§ Alıştırma yönergesi
Aşağıdaki listenin tamamını, "frame" ifadesini her geçtiği yerde "image" ile değiştirerek günceller misin? Geri kalan her şey olduğu gibi kalsın.

▼

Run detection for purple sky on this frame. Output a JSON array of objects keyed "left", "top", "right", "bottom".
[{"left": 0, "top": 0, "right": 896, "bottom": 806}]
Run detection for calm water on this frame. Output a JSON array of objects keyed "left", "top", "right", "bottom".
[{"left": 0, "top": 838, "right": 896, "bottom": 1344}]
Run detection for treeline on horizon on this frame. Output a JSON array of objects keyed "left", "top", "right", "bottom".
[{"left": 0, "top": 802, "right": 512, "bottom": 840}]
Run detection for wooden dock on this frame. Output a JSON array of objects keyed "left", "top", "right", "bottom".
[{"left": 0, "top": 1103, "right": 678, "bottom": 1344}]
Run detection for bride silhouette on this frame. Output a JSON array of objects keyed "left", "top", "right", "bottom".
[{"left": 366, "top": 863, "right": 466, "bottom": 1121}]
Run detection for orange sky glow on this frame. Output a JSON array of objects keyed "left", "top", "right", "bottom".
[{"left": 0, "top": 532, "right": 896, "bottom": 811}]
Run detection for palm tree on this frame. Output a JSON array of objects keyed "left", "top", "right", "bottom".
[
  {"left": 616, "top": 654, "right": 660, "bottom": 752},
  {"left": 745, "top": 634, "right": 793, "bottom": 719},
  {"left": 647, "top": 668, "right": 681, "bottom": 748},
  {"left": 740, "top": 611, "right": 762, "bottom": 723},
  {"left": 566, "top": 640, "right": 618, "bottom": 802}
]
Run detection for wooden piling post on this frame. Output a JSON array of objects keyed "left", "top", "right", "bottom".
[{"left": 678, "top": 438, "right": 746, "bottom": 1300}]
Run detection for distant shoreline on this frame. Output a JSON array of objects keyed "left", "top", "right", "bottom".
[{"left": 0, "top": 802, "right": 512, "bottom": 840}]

▲

§ Alıştırma çıktısı
Run detection for purple sky on this image. Output a JSON array of objects keyed "left", "top", "right", "bottom".
[{"left": 0, "top": 0, "right": 896, "bottom": 806}]
Run detection for calm water on this image. Output a JSON array of objects keyed "left", "top", "right", "bottom".
[{"left": 0, "top": 838, "right": 896, "bottom": 1344}]
Run detection for treeline on horizon on this image. Output a JSON array of objects keyed "left", "top", "right", "bottom".
[{"left": 0, "top": 802, "right": 512, "bottom": 840}]
Run detection for wooden dock on this image. Output a JSON array of objects keyed "left", "top", "right", "bottom".
[{"left": 0, "top": 1103, "right": 678, "bottom": 1344}]
Run detection for bride silhouette on this image. Output a JSON array of objects keyed "left", "top", "right", "bottom".
[{"left": 366, "top": 863, "right": 466, "bottom": 1121}]
Run detection for orange sky glow on this image. Output a JSON array of objects keyed "left", "top", "right", "bottom".
[{"left": 0, "top": 532, "right": 896, "bottom": 811}]
Run detection for palm tree on this image. Output a JSON array of objects keyed "left", "top", "right", "bottom".
[
  {"left": 616, "top": 654, "right": 660, "bottom": 752},
  {"left": 745, "top": 634, "right": 793, "bottom": 719},
  {"left": 647, "top": 668, "right": 681, "bottom": 748},
  {"left": 740, "top": 611, "right": 762, "bottom": 723},
  {"left": 566, "top": 640, "right": 618, "bottom": 802}
]
Run detection for wooden piling post on this image. Output a JSON array of objects keyed "left", "top", "right", "bottom".
[{"left": 678, "top": 438, "right": 746, "bottom": 1300}]
Run detection for distant shoreline on this image. Output a JSON array of objects keyed "left", "top", "right", "bottom".
[{"left": 0, "top": 802, "right": 512, "bottom": 840}]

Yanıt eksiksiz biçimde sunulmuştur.